* TASK GOAL
Would you write out each line of the material below exactly, skipping every picture?

── AVAILABLE DATA ──

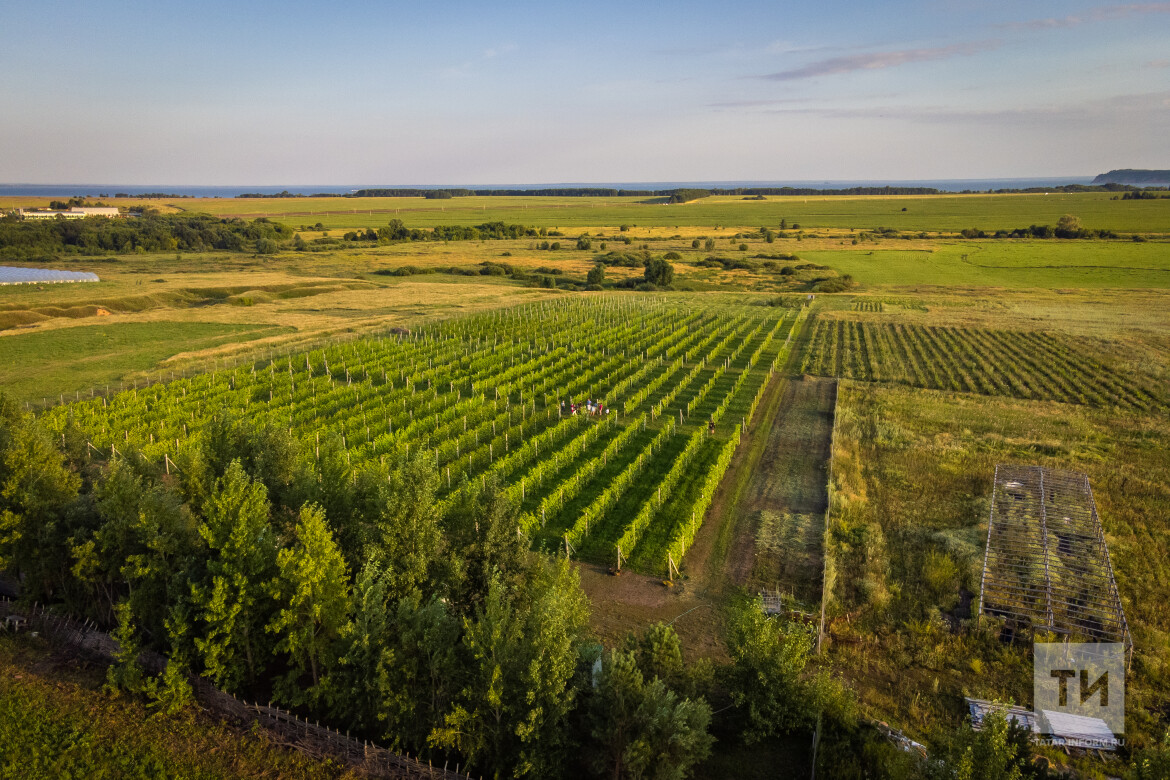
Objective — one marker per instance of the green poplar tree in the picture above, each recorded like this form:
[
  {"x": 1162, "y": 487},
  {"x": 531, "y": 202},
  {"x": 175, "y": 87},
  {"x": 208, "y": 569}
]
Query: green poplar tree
[
  {"x": 232, "y": 602},
  {"x": 769, "y": 656},
  {"x": 312, "y": 593},
  {"x": 357, "y": 684},
  {"x": 644, "y": 729},
  {"x": 522, "y": 654},
  {"x": 36, "y": 491}
]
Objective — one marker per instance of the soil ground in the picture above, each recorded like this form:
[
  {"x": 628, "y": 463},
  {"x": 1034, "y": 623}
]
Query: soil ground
[{"x": 780, "y": 467}]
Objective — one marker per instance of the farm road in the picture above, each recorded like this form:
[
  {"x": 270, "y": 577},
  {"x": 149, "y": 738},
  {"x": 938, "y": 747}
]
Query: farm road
[{"x": 780, "y": 517}]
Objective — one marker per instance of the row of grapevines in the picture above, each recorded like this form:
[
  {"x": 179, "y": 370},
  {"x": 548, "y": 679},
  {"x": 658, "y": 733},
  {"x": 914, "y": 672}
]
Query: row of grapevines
[
  {"x": 685, "y": 532},
  {"x": 637, "y": 526},
  {"x": 570, "y": 487}
]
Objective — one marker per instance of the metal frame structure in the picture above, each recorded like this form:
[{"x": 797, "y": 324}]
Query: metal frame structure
[{"x": 1047, "y": 565}]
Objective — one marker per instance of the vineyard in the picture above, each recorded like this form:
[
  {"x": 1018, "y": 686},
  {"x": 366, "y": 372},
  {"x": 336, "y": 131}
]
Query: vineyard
[
  {"x": 593, "y": 415},
  {"x": 1018, "y": 364}
]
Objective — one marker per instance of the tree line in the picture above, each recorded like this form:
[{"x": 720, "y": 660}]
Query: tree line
[
  {"x": 342, "y": 592},
  {"x": 36, "y": 239},
  {"x": 283, "y": 572}
]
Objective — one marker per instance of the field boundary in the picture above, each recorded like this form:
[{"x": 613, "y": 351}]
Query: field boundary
[
  {"x": 825, "y": 584},
  {"x": 748, "y": 454},
  {"x": 297, "y": 733}
]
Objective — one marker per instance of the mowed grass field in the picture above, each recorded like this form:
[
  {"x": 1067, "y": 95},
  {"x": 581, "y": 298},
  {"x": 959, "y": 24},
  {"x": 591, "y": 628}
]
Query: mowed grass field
[
  {"x": 985, "y": 212},
  {"x": 921, "y": 212},
  {"x": 300, "y": 296},
  {"x": 1012, "y": 264},
  {"x": 48, "y": 364}
]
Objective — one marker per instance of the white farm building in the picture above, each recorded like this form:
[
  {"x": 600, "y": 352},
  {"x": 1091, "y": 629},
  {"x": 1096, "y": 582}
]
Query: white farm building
[{"x": 75, "y": 213}]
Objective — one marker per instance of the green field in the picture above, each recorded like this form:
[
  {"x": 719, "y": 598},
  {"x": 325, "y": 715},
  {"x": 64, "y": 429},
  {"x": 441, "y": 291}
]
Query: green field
[
  {"x": 55, "y": 722},
  {"x": 1010, "y": 264},
  {"x": 47, "y": 364},
  {"x": 915, "y": 213},
  {"x": 955, "y": 356},
  {"x": 1021, "y": 364},
  {"x": 912, "y": 491}
]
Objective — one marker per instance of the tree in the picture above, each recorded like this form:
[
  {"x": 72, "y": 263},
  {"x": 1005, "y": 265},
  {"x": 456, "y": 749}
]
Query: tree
[
  {"x": 145, "y": 544},
  {"x": 1068, "y": 227},
  {"x": 483, "y": 533},
  {"x": 1153, "y": 761},
  {"x": 424, "y": 676},
  {"x": 312, "y": 593},
  {"x": 396, "y": 519},
  {"x": 36, "y": 495},
  {"x": 233, "y": 602},
  {"x": 521, "y": 649},
  {"x": 998, "y": 751},
  {"x": 659, "y": 271},
  {"x": 357, "y": 684},
  {"x": 768, "y": 658},
  {"x": 642, "y": 729}
]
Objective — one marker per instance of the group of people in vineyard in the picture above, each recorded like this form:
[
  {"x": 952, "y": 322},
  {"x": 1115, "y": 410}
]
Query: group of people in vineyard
[{"x": 590, "y": 406}]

───

* ANSWER BOX
Objective — one marker per instance of the green poplar tree in the picture above, each recorded like this form:
[
  {"x": 1162, "y": 487},
  {"x": 531, "y": 202},
  {"x": 175, "y": 87},
  {"x": 208, "y": 569}
]
Query: green poplar tree
[
  {"x": 232, "y": 602},
  {"x": 769, "y": 656},
  {"x": 312, "y": 593},
  {"x": 357, "y": 684},
  {"x": 644, "y": 729},
  {"x": 522, "y": 654},
  {"x": 36, "y": 491}
]
Objective — one marker per instance of the soil ground in the picture above, each recorded like this form:
[
  {"x": 628, "y": 463},
  {"x": 1034, "y": 623}
]
Query: soil ground
[{"x": 780, "y": 467}]
Objective — one marker per instance of the farm road in the picture above, each recorded like this form:
[
  {"x": 270, "y": 577},
  {"x": 149, "y": 738},
  {"x": 938, "y": 747}
]
Query: farm road
[{"x": 780, "y": 517}]
Objective — one marker per instance of the row of grapevines in the picture above, each recorded like this form:
[
  {"x": 179, "y": 370},
  {"x": 548, "y": 679},
  {"x": 658, "y": 733},
  {"x": 914, "y": 672}
]
Query: row of grapevines
[
  {"x": 685, "y": 532},
  {"x": 637, "y": 526},
  {"x": 570, "y": 487}
]
Objective — one marker per instance of the metal frame structure in the picture above, each recorded like this form:
[{"x": 797, "y": 324}]
Query: metal frame structure
[{"x": 1047, "y": 565}]
Objective — one marker per instance of the vineyard in the picture above, each recorded like this form:
[
  {"x": 1018, "y": 686},
  {"x": 366, "y": 372},
  {"x": 336, "y": 131}
]
Query: vineyard
[
  {"x": 593, "y": 415},
  {"x": 1018, "y": 364}
]
Objective — one marker per instance of the tree line in the picture above, each recorded like this form:
[{"x": 720, "y": 660}]
Query: tree line
[
  {"x": 342, "y": 592},
  {"x": 36, "y": 239},
  {"x": 283, "y": 572}
]
Objective — one marker per instance of the field boundary in the picture above, each recorded like this form:
[{"x": 613, "y": 351}]
Query: field boundary
[
  {"x": 825, "y": 584},
  {"x": 748, "y": 454},
  {"x": 297, "y": 733}
]
Objective — one marker per instance of the mowed grass field in the picture above, each recorded like this form:
[
  {"x": 1067, "y": 95},
  {"x": 581, "y": 298},
  {"x": 959, "y": 24},
  {"x": 591, "y": 628}
]
Query: mowed grass field
[
  {"x": 985, "y": 212},
  {"x": 921, "y": 212},
  {"x": 300, "y": 296},
  {"x": 1012, "y": 264},
  {"x": 48, "y": 364}
]
Objective — one marker per instance of the white farm building in the picture above, each recorded like this form:
[
  {"x": 600, "y": 352},
  {"x": 1091, "y": 629},
  {"x": 1096, "y": 582}
]
Query: white farm building
[{"x": 75, "y": 213}]
Objective — one marker per instance of the green field in the picture above, each recorded like this form:
[
  {"x": 719, "y": 598},
  {"x": 325, "y": 715},
  {"x": 64, "y": 429},
  {"x": 441, "y": 291}
]
Query: green field
[
  {"x": 55, "y": 722},
  {"x": 1010, "y": 264},
  {"x": 47, "y": 364},
  {"x": 915, "y": 213},
  {"x": 955, "y": 356},
  {"x": 1021, "y": 364},
  {"x": 912, "y": 491}
]
Objective — one marker per instance of the tree in the picture above, each recorded like this form:
[
  {"x": 72, "y": 263},
  {"x": 1005, "y": 265},
  {"x": 456, "y": 749}
]
Query: tree
[
  {"x": 145, "y": 544},
  {"x": 1068, "y": 227},
  {"x": 483, "y": 533},
  {"x": 1153, "y": 761},
  {"x": 424, "y": 676},
  {"x": 312, "y": 593},
  {"x": 396, "y": 519},
  {"x": 36, "y": 495},
  {"x": 233, "y": 602},
  {"x": 521, "y": 649},
  {"x": 998, "y": 751},
  {"x": 659, "y": 271},
  {"x": 357, "y": 684},
  {"x": 768, "y": 658},
  {"x": 642, "y": 729}
]
Objective — one marker per instance of the group of people in vineyard in the picture above, each recorded like this form:
[
  {"x": 952, "y": 322},
  {"x": 1115, "y": 410}
]
Query: group of people in vineyard
[{"x": 590, "y": 406}]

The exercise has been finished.